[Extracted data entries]
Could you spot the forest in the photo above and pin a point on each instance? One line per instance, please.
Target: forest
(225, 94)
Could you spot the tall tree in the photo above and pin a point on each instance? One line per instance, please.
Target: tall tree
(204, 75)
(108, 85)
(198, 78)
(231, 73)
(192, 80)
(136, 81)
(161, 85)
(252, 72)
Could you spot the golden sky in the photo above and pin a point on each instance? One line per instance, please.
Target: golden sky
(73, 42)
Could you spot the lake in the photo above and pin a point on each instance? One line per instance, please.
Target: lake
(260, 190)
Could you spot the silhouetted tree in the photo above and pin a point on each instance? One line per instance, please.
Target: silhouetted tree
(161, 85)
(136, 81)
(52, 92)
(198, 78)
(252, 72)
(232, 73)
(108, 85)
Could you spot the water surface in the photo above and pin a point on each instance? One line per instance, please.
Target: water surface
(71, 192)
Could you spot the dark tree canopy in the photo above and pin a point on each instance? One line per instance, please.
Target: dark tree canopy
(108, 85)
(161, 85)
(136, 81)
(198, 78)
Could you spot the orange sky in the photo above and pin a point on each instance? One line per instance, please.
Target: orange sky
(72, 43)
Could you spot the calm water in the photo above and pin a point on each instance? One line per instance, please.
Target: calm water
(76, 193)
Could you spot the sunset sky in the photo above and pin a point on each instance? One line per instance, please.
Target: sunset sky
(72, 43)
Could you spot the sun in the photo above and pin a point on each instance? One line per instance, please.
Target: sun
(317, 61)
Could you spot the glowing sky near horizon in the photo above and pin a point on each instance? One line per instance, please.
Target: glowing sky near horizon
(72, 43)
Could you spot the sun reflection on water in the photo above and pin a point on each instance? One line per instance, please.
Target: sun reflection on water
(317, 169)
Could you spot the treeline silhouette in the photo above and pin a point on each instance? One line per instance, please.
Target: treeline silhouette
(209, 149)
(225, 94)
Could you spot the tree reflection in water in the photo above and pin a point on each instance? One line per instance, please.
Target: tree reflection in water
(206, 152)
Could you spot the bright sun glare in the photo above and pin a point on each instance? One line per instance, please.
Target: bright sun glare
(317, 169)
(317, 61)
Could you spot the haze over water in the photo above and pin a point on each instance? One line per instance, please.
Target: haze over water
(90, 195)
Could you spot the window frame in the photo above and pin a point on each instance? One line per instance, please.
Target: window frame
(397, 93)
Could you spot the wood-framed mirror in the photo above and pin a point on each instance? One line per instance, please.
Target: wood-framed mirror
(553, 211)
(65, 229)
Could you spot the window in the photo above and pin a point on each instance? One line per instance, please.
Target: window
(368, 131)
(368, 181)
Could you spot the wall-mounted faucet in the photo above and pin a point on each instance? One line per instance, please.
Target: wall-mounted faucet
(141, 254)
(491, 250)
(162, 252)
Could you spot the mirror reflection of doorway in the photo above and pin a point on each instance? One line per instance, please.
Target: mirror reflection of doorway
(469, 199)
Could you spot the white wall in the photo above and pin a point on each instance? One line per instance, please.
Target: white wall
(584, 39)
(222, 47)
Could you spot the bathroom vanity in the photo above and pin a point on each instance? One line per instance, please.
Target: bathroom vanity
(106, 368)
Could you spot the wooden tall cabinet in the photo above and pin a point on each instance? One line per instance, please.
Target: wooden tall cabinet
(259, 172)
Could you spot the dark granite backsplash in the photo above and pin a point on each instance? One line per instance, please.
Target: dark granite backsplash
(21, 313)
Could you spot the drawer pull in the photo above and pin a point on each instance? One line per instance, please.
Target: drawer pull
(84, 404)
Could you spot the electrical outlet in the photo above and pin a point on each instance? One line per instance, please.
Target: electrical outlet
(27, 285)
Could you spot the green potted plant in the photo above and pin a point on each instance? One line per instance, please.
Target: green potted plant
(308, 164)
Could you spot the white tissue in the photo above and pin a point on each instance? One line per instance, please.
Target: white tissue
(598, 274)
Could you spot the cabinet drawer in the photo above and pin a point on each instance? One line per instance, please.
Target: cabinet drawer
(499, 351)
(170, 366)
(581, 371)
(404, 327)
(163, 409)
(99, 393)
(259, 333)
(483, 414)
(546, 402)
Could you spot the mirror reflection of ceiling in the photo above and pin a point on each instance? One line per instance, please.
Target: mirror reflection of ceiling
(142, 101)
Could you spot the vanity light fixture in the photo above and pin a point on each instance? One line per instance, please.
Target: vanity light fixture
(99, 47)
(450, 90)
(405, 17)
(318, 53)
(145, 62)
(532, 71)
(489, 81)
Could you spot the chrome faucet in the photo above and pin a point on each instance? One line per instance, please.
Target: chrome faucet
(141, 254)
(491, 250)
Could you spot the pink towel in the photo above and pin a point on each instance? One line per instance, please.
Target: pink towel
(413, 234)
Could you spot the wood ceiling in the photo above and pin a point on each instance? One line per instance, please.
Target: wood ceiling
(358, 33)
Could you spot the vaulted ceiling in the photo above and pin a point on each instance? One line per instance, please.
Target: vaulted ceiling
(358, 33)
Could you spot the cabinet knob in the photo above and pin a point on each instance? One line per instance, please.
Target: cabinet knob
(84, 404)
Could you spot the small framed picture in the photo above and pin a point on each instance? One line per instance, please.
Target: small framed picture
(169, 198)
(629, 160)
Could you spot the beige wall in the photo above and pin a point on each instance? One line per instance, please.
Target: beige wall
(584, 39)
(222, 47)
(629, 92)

==

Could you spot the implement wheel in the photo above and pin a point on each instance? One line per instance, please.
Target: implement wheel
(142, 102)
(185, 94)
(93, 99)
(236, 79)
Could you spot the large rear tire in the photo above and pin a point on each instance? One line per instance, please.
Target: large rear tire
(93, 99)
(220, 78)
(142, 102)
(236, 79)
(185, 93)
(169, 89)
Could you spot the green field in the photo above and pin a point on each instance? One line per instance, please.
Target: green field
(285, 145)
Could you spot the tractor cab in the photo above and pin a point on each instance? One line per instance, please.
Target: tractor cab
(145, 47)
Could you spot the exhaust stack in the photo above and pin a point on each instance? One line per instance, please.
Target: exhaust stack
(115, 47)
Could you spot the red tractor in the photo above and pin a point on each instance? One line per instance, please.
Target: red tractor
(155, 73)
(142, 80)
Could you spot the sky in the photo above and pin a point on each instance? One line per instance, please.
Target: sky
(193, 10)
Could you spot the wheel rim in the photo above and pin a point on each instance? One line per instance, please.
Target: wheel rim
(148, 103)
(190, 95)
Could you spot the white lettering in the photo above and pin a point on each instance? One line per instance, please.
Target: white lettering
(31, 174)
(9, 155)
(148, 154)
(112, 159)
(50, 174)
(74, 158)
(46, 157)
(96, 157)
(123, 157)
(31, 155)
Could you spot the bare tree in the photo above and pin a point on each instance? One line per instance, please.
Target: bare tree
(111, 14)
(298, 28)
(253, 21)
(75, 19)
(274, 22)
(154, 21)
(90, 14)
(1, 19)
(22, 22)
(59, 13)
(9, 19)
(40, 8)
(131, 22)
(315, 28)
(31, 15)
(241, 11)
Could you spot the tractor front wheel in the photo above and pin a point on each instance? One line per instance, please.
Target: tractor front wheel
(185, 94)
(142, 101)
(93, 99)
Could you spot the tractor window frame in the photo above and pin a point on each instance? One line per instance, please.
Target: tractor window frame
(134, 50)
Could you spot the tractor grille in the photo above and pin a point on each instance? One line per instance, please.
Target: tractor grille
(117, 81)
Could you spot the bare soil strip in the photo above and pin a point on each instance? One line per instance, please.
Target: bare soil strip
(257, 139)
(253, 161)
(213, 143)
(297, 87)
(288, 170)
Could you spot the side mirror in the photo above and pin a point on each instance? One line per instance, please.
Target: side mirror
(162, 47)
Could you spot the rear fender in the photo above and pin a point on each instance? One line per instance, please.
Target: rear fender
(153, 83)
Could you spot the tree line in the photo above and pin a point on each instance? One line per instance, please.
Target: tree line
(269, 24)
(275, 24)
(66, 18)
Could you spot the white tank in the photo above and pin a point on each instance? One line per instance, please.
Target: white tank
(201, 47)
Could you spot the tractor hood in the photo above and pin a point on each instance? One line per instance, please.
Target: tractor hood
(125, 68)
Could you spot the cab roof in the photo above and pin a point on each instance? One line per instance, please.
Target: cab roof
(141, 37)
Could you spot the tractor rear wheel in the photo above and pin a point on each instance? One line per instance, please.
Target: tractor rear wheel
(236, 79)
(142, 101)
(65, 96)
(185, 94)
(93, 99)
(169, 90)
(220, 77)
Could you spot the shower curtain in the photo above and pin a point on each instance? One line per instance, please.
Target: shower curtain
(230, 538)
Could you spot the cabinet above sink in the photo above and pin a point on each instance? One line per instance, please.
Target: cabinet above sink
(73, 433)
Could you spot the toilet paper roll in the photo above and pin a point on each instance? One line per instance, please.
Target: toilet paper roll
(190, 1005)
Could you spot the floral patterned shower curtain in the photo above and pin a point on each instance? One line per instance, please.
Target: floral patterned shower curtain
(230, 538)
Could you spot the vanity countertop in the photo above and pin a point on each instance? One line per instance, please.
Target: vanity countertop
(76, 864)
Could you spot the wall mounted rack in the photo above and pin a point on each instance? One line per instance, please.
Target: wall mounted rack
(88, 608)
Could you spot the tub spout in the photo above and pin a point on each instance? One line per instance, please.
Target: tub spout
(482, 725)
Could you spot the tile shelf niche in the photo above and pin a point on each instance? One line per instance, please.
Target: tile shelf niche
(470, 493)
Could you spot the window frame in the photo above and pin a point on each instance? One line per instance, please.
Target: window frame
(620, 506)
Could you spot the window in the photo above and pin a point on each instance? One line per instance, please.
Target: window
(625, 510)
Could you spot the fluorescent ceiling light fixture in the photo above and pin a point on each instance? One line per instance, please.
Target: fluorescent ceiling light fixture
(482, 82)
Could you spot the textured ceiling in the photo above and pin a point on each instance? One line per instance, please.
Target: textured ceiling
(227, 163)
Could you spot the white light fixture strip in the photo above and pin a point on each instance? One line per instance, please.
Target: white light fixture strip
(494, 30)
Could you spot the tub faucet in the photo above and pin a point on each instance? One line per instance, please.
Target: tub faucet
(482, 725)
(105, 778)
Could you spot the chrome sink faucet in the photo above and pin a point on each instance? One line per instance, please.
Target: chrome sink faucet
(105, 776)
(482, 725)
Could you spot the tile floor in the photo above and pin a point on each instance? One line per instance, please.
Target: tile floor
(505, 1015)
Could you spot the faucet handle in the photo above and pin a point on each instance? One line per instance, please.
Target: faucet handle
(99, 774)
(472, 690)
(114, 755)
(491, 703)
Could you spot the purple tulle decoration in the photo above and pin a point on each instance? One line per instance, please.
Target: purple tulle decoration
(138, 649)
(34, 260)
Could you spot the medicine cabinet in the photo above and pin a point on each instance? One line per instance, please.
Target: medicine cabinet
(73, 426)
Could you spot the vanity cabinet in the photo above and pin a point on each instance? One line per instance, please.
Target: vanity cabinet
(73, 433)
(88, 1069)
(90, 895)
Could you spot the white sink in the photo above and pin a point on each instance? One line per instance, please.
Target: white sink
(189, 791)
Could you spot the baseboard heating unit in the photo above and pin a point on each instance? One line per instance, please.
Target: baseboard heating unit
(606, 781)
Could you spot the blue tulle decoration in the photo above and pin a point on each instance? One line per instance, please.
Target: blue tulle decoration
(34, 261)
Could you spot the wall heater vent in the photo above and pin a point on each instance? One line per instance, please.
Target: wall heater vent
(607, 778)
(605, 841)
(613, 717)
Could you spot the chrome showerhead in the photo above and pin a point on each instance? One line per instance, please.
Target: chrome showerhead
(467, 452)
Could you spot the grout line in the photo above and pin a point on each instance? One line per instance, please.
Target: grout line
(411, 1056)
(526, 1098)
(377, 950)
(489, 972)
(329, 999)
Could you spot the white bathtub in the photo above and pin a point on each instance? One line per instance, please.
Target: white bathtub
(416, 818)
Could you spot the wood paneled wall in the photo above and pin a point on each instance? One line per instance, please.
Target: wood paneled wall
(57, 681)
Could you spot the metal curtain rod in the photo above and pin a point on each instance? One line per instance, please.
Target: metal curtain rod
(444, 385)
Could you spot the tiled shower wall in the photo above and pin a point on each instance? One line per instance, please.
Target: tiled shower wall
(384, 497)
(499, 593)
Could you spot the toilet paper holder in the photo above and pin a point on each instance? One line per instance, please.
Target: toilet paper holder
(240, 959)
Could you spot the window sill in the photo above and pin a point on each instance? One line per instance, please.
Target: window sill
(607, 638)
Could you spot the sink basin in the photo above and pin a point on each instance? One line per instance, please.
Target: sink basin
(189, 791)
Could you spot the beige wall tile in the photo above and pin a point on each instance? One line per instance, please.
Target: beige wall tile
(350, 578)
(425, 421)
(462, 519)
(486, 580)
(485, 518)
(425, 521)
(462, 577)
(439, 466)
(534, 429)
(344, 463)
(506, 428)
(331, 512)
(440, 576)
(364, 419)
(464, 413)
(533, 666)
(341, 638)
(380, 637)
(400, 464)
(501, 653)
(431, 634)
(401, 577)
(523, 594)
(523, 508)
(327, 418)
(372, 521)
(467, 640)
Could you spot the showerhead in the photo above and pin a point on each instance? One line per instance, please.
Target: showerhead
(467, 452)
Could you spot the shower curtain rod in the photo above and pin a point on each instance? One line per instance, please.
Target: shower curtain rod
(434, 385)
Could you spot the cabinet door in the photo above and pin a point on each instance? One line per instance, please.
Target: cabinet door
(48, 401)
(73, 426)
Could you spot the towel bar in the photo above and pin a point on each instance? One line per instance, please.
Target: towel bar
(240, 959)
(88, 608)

What you should do —
Take the lines above from the one containing "Target: metal curtain rod" to the one containing "Could you spot the sink" and retype them exactly, both ends included, with nothing added.

Output for this task —
Target: metal curtain rod
(444, 385)
Could you spot the tiled shower wall in the photo above and pin a point on each instance? One line per instance, please.
Target: tiled shower wall
(384, 497)
(499, 593)
Could you spot the toilet paper holder in the photo above and pin a point on each instance? One line per instance, please.
Target: toilet paper holder
(240, 959)
Could you spot the window sill in the photo above and pin a point on each instance? One line per instance, please.
Target: window sill
(607, 638)
Could you spot the sink basin in the photo above and pin a point on each instance? One line per instance, please.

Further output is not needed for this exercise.